Lies. Unsubstantiated.
All the advantages of the pound
We have two possibilities: the pound or the euro. Or perhaps the groat. It doesn't mean we won't be able to trade, purchase or anything else. We will have a currency. Right now there is no legal tender in Scotland, we use the pound through convention and the pound is legal currency that we can use. So the button could equally well be currency.
Closest Trading Partners.
The reasons given here is that we are recovering from the diabolical mess that the previous government got us into faster than any other G7 country and that most of our exports go the the rest of the UK. 
Note, not G8, because Russia are doing brilliantly and don't fit the argument. Not the smaller independent countries that would be like Scotland because, oops, they are doing better too.
The latter part suggests England wouldn't trade with us, their neighbours. The international border is THEM not us.
More business and jobs
Many Scots are employed in financial services. And of course we wouldn't have banks or other financial institution. We'd keep our Buttons in giant silken purses. We'd have the chance to create new, uncorrupted institutions which would provide a lot of jobs. And that's not including any of the businesses which have shrugged and said independence wouldn't affect their operations. Sadly the media are twisting facts and reporting businesses stating they'd leave when they didn't so it's a bit hard to know what's true. The media circulated scare stories of all the companies that were going to leave after devolution, and they didn't.

**Dataset excerpt:**

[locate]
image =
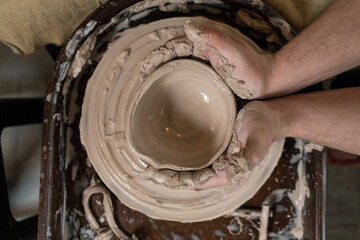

**Activities:**
1) Can you return the part of the post on Scottish independence from "Note, not G8, because" to "THEM not us.", copied word for word?
2) Will you resume the post on Scottish independence, carrying on right after its final sentence?
The material has no connection to the post on Scottish independence.

**Responses by item number:**
1)
Note, not G8, because Russia are doing brilliantly and don't fit the argument. Not the smaller independent countries that would be like Scotland because, oops, they are doing better too.
The latter part suggests England wouldn't trade with us, their neighbours. The international border is THEM not us.

2)
Cheaper bills
Because Scotland doesn't have any resources. If only there was some wind, water or oil here. As to interest rates: that's a mighty cock up and we can look to other small countries to see how that is doing.
Safe savings and pensions.
They are joking here, right? 
A bigger economy that protects us all
That would be the economy that blew up and made the government have an excuse to cut costs across everything that matters. 
Lower taxes, higher public spending
...in direct contrast to what is happening in the UK. We currently spend more on public spending and that is at risk if the Barnett formula is recalculated in a cost cutting for Westminster exercise.
More support for public spending
Uhhhhh.
Shared public institutions
My love for the BBC, DVLA, HMRC, Passport Office et al is unending. How unthinkable to have these run in Scotland and maybe have less loopholes, delays and bureaucracy. And think, is we had these institutions in Scotland, they'd have to be staffed. More horrible jobs that we have to fill and earn money and pay taxes and so on.
Protecting our people
Scottish people are at the heart of the UK armed forces supposedly, going into wars we didn't want to fight. Imagine ending that. No embassys? We wouldn't be able to establish them? 
Help for the world's poorest
Because we wouldn't donate. The current government is so kind and giving, they prioritise the poor.  
An influential voice in important places
We would, by default, be part of the Commonwealth. Not being part of NATO is entirely questionable by the presence of Trident. We don't want it, we won't have it and when that is sorted, we will be in NATO. It is the UK government that is causing problems with NATO. THEY CAN'T TALK ABOUT THE EU AS THEY WANT TO LEAVE IT.
A successful family of nations
Being a nation doesn't mean we need to stay a nation. That's not a reason. Children grow up and leave home away from their families, Scotland can leave their family of nations.
We all benefit from being together
We are part of 60 million people. Yay! We only represent 5 million, therefore we are a very small part of that, which is why we can have a government we didn't vote for. And sorry, but not thinking about how Scotland can benefit the rest of the UK and being a scapegoat for things that benefit the other 55 million, is WHY we want independence.
Once you've finished with your booklet of lies, why not fashion it into a handy Yes sign?